Working data START

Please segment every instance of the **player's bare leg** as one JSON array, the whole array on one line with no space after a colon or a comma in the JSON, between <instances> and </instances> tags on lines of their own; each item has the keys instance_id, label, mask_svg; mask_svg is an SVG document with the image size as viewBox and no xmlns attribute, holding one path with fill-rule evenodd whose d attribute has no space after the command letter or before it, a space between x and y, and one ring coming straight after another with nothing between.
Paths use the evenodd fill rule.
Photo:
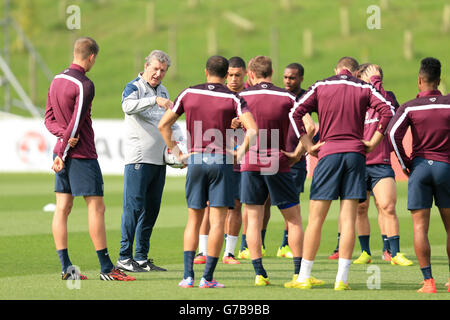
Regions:
<instances>
[{"instance_id":1,"label":"player's bare leg","mask_svg":"<svg viewBox=\"0 0 450 320\"><path fill-rule=\"evenodd\" d=\"M136 278L114 267L108 254L105 228L105 203L102 196L85 196L88 207L89 235L100 262L100 279L117 281L134 281Z\"/></svg>"},{"instance_id":2,"label":"player's bare leg","mask_svg":"<svg viewBox=\"0 0 450 320\"><path fill-rule=\"evenodd\" d=\"M358 211L356 215L356 231L359 236L370 235L370 221L369 221L369 202L370 194L367 194L367 199L358 204Z\"/></svg>"},{"instance_id":3,"label":"player's bare leg","mask_svg":"<svg viewBox=\"0 0 450 320\"><path fill-rule=\"evenodd\" d=\"M414 250L421 268L430 265L430 242L428 228L430 225L430 209L412 210L411 217L414 229Z\"/></svg>"},{"instance_id":4,"label":"player's bare leg","mask_svg":"<svg viewBox=\"0 0 450 320\"><path fill-rule=\"evenodd\" d=\"M264 218L264 205L247 204L247 246L252 260L262 257L261 230Z\"/></svg>"},{"instance_id":5,"label":"player's bare leg","mask_svg":"<svg viewBox=\"0 0 450 320\"><path fill-rule=\"evenodd\" d=\"M355 246L355 221L358 208L358 200L341 200L341 239L339 245L339 258L351 259Z\"/></svg>"},{"instance_id":6,"label":"player's bare leg","mask_svg":"<svg viewBox=\"0 0 450 320\"><path fill-rule=\"evenodd\" d=\"M448 257L448 264L450 266L450 208L439 208L439 213L441 214L441 219L442 222L444 223L444 228L447 233L447 257ZM450 292L449 282L447 282L447 286L449 288L448 291Z\"/></svg>"},{"instance_id":7,"label":"player's bare leg","mask_svg":"<svg viewBox=\"0 0 450 320\"><path fill-rule=\"evenodd\" d=\"M207 204L207 207L205 208L204 214L203 214L203 220L200 225L200 231L199 231L199 242L198 242L198 254L194 259L195 264L204 264L206 263L206 255L207 252L207 245L208 245L208 235L209 235L209 203Z\"/></svg>"},{"instance_id":8,"label":"player's bare leg","mask_svg":"<svg viewBox=\"0 0 450 320\"><path fill-rule=\"evenodd\" d=\"M372 262L370 251L370 222L369 222L370 193L367 192L366 200L358 204L356 214L356 231L361 245L361 255L353 261L355 264L367 264Z\"/></svg>"},{"instance_id":9,"label":"player's bare leg","mask_svg":"<svg viewBox=\"0 0 450 320\"><path fill-rule=\"evenodd\" d=\"M388 237L399 234L398 217L395 211L397 203L397 188L393 178L381 179L373 188L378 208L383 216L383 225Z\"/></svg>"},{"instance_id":10,"label":"player's bare leg","mask_svg":"<svg viewBox=\"0 0 450 320\"><path fill-rule=\"evenodd\" d=\"M202 224L200 225L200 231L199 233L201 235L208 235L209 234L209 207L205 208L205 212L203 215Z\"/></svg>"},{"instance_id":11,"label":"player's bare leg","mask_svg":"<svg viewBox=\"0 0 450 320\"><path fill-rule=\"evenodd\" d=\"M188 221L184 228L183 248L184 251L196 251L198 246L198 235L205 214L205 209L188 208Z\"/></svg>"},{"instance_id":12,"label":"player's bare leg","mask_svg":"<svg viewBox=\"0 0 450 320\"><path fill-rule=\"evenodd\" d=\"M247 226L248 226L248 214L247 205L243 205L242 208L242 235L241 235L241 248L239 250L238 259L249 259L250 254L248 252L247 244Z\"/></svg>"},{"instance_id":13,"label":"player's bare leg","mask_svg":"<svg viewBox=\"0 0 450 320\"><path fill-rule=\"evenodd\" d=\"M223 245L227 207L209 208L208 256L219 257Z\"/></svg>"},{"instance_id":14,"label":"player's bare leg","mask_svg":"<svg viewBox=\"0 0 450 320\"><path fill-rule=\"evenodd\" d=\"M266 246L265 246L265 236L266 236L266 231L267 231L267 226L269 225L269 220L270 220L270 207L271 207L271 202L270 202L270 195L267 197L266 202L264 203L264 218L263 218L263 223L262 223L262 227L261 227L261 244L263 246L262 250L262 255L265 255L266 252Z\"/></svg>"},{"instance_id":15,"label":"player's bare leg","mask_svg":"<svg viewBox=\"0 0 450 320\"><path fill-rule=\"evenodd\" d=\"M255 270L256 286L269 284L269 277L262 264L262 237L261 229L264 220L264 205L246 205L247 207L247 245L250 250L253 269Z\"/></svg>"},{"instance_id":16,"label":"player's bare leg","mask_svg":"<svg viewBox=\"0 0 450 320\"><path fill-rule=\"evenodd\" d=\"M297 278L299 282L296 287L309 289L312 286L311 271L317 251L319 250L322 226L330 209L331 200L310 200L308 225L304 233L303 259L300 273ZM289 236L291 230L289 229Z\"/></svg>"},{"instance_id":17,"label":"player's bare leg","mask_svg":"<svg viewBox=\"0 0 450 320\"><path fill-rule=\"evenodd\" d=\"M373 188L373 193L379 212L383 216L384 232L386 232L392 254L391 264L411 266L413 262L400 251L400 227L395 210L397 191L394 178L381 179Z\"/></svg>"},{"instance_id":18,"label":"player's bare leg","mask_svg":"<svg viewBox=\"0 0 450 320\"><path fill-rule=\"evenodd\" d=\"M294 257L302 257L303 253L303 225L302 217L300 215L300 206L295 205L293 207L281 210L283 214L285 224L289 230L288 242Z\"/></svg>"},{"instance_id":19,"label":"player's bare leg","mask_svg":"<svg viewBox=\"0 0 450 320\"><path fill-rule=\"evenodd\" d=\"M355 246L355 221L358 211L358 199L341 200L340 225L341 239L339 245L338 272L336 274L335 290L348 290L348 273Z\"/></svg>"},{"instance_id":20,"label":"player's bare leg","mask_svg":"<svg viewBox=\"0 0 450 320\"><path fill-rule=\"evenodd\" d=\"M234 258L234 251L239 238L239 231L242 225L242 204L239 199L234 199L234 208L228 209L225 220L225 251L223 256L223 263L225 264L240 264Z\"/></svg>"},{"instance_id":21,"label":"player's bare leg","mask_svg":"<svg viewBox=\"0 0 450 320\"><path fill-rule=\"evenodd\" d=\"M70 193L56 192L56 209L52 221L56 250L67 248L67 220L72 210L73 198Z\"/></svg>"},{"instance_id":22,"label":"player's bare leg","mask_svg":"<svg viewBox=\"0 0 450 320\"><path fill-rule=\"evenodd\" d=\"M303 242L303 260L314 261L320 245L322 226L330 209L331 200L310 200L308 225ZM342 233L342 226L341 226Z\"/></svg>"},{"instance_id":23,"label":"player's bare leg","mask_svg":"<svg viewBox=\"0 0 450 320\"><path fill-rule=\"evenodd\" d=\"M424 277L424 285L418 292L436 292L431 272L431 247L428 240L431 209L411 210L414 230L414 250Z\"/></svg>"},{"instance_id":24,"label":"player's bare leg","mask_svg":"<svg viewBox=\"0 0 450 320\"><path fill-rule=\"evenodd\" d=\"M89 213L89 235L95 250L106 248L105 203L103 197L84 197Z\"/></svg>"},{"instance_id":25,"label":"player's bare leg","mask_svg":"<svg viewBox=\"0 0 450 320\"><path fill-rule=\"evenodd\" d=\"M225 218L227 215L227 207L210 207L209 208L209 235L208 235L208 252L206 256L205 270L200 280L200 288L223 288L224 285L214 280L214 271L219 260L220 251L222 250L223 235L225 231Z\"/></svg>"},{"instance_id":26,"label":"player's bare leg","mask_svg":"<svg viewBox=\"0 0 450 320\"><path fill-rule=\"evenodd\" d=\"M234 199L234 208L227 212L225 222L226 234L238 236L242 226L242 204L239 199Z\"/></svg>"}]
</instances>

Working data END

Your task:
Extract each line holding the word "instances" from the records.

Solution for this exercise:
Please segment every instance of the **player's bare leg** as one JSON array, the whole array on one line with no space after a colon or a comma in the JSON, between <instances> and </instances> tags on lines of their own; each item has the keys instance_id, label, mask_svg; mask_svg is an SVG document with the image size as viewBox and no xmlns attribute, holding one path with fill-rule evenodd whose d attribute has no space after the command letter or before it, a space between x and y, and one ring coming straight after another with nothing between.
<instances>
</instances>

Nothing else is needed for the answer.